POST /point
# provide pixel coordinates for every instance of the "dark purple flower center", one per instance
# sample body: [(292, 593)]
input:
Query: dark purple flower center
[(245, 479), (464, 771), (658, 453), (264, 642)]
------------------------------
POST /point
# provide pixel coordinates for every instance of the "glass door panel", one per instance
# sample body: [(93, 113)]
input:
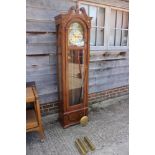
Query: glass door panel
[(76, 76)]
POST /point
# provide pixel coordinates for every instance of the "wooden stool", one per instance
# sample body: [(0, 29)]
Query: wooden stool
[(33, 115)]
------------------------------
THE TASK: State how many of the lines above contain the string "pixel", with case counting, and give only the number.

EXPECTED ANSWER: 3